> _ASSIGNMENT 1_
From the Screen Life essay, set down the stretch from "Of course, for" through "distribution, and viewing." word for word.
> _ASSIGNMENT 2_
According to the Screen Life essay, players watch videotapes of whom before a game?
> _ASSIGNMENT 3_
Extend the Screen Life essay on sports and screens, starting after its last sentence.

> _PROVIDED TEXT_

+---+

2.25.2011

Screen Life: Becoming Image


This image is perfect: an image of image makers imaging a screen projecting images of a live event — which, of course, joins the chorus of images as another image.....

(This is an excerpt from something I've been working on, on and off, for a bit....)

Look at professional sporting events. Players and audience alike shift their attentions from the players on the field to the players on the screen and back. Stadiums are hence building larger and larger screens. In fact, these screens are so big, they literally protrude into the playing field. To wit, in Dallas, a high punt may very well hit the massive screen that hangs overhead.

Watching the same event on TV, we are privy to endless views of every play. We presumably see the live event followed by the same event seen from different angles and at different speeds. Sometimes, the commentators becomes artistes, the image their canvas, as they write over the play, adding their own contribution to what we see.

Of course, for both the live viewing audience and the TV viewing audience, all there ever was was an image. All there ever was was something to be seen. And yet something is different. Something has changed. Just as there’s a difference between being in the stadium and watching the game on one’s TV, there is a difference between watching sports today and watching sports before the digital and its explosive proliferation of image making, distribution, and viewing.

Now look at the players between plays. They’re not looking at the screens overhead; they’re looking down at photographs of the previous plays. And what do they do before a game as a way of preparing? They watch tapes — hour upon hour of videotapes of the other team, of their own team, of themselves. When commentators want to compliment a player’s work ethic, they’ll say, “He spends a lot of time looking at tape.”

+---+

> _Collected data entries_
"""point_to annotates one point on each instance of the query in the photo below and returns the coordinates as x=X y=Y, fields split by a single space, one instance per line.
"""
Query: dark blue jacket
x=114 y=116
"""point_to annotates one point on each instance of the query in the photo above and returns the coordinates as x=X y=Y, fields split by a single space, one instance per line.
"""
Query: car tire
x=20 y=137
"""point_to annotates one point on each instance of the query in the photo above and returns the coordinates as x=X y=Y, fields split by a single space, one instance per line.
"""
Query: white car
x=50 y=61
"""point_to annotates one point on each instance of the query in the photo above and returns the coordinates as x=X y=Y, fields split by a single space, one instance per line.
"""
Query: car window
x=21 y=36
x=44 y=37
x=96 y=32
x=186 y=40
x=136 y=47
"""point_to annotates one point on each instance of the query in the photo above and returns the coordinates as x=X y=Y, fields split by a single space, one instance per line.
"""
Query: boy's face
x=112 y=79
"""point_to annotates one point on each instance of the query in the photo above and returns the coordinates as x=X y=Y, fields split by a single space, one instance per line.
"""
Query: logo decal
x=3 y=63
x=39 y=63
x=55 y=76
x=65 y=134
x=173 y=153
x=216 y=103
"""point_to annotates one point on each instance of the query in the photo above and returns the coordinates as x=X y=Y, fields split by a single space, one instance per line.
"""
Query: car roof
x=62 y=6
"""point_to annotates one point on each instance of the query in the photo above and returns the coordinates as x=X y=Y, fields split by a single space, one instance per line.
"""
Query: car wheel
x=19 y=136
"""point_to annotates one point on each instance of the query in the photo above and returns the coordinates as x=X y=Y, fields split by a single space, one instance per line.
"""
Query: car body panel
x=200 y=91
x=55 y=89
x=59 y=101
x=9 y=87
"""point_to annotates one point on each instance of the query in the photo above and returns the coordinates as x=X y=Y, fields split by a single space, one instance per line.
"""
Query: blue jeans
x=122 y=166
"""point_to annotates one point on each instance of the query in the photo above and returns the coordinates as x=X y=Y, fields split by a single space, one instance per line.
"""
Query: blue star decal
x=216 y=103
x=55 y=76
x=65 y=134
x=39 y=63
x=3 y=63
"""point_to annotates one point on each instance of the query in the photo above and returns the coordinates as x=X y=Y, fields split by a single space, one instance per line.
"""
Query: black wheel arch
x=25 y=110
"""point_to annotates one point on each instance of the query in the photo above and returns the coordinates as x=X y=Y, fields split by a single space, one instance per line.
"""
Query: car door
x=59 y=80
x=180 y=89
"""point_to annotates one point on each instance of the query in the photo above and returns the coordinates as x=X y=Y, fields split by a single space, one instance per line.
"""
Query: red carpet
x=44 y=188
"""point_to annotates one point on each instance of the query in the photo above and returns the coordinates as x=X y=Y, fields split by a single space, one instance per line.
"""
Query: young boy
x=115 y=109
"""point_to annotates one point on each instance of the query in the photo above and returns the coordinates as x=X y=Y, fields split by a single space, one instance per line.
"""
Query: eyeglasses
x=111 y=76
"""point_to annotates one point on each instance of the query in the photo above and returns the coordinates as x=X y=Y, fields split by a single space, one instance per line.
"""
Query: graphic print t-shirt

+---+

> _ANSWER BOX 1_
Of course, for both the live viewing audience and the TV viewing audience, all there ever was was an image. All there ever was was something to be seen. And yet something is different. Something has changed. Just as there’s a difference between being in the stadium and watching the game on one’s TV, there is a difference between watching sports today and watching sports before the digital and its explosive proliferation of image making, distribution, and viewing.

> _ANSWER BOX 2_
The other team, their own team, and themselves.

> _ANSWER BOX 3_
Instant replay is a peculiar use of the image. The assumption is that what we see live is, in fact, false: it is the image that gives us the reality. But it’s not just the image but the image manipulated, slowed down to an excruciating speed, to a near halt. In this case, then, it is the pure artifice of the image that guarantees the truth.

Now consider how the military sees the world. Radar supplanted eyes so we scan the skies and seas by looking at a screen. Unmanned probes roam over enemy territory sending back images of the terrain. Meanwhile, satellites circle the stratosphere 24/7, photographing anything and everything. Our military intelligence is a slide show, a picture book, a movie.

In the modern era, medicine has always had an intimate relationship with the image. Doctors make sense of patients with X-rays and MRIs. But today this has extended to the consultation itself as doctors visit with patients via webcams. This is called telemedicine and it is radically changing how we deliver and experience healthcare.

Cameras abound. They are part of our mobile phones, always tucked in our pockets, close to our groins and hearts. Cameras come built into our computers (I’m looking at the eye of the camera as I type this). Cameras are on street corners, in stores, poised at traffic lights.

But these cameras are not just cameras. In the old days — 15 years ago — we had to put film in a camera. When the film was done, we took it somewhere to be developed. Later that day, perhaps, we’d have prints of our photographs — not an easy thing to distribute quickly en masse: “Hey, you, wanna see my pictures of my house?”

Cameras today provide development even faster than the image itself: we see the picture in the screen, know what it looks like, then click. We screen the picture before we take the picture. Our cameras are screens that wind themselves into the image making process itself. When we take digital images, we don't look through a lens; we look at a screen. The image has always already been taken.

But these camera-screens are distribution agents, as well. One click, and our images — still or moving — can be broadcast to the world. We carry an entire movie studio — and theater — in our pockets.

The distance, the literal space, that separates the original from the copy, the live from the recording, is being effaced. This is not to say that the two are the same. Clearly there is a difference between you and I talking face-to-face with each other and talking via Skype. But this distance is no longer so far as to be able to maintain the illusion of the real and to secure the place of the image as a monument, as something outside the everyday, as something artificial.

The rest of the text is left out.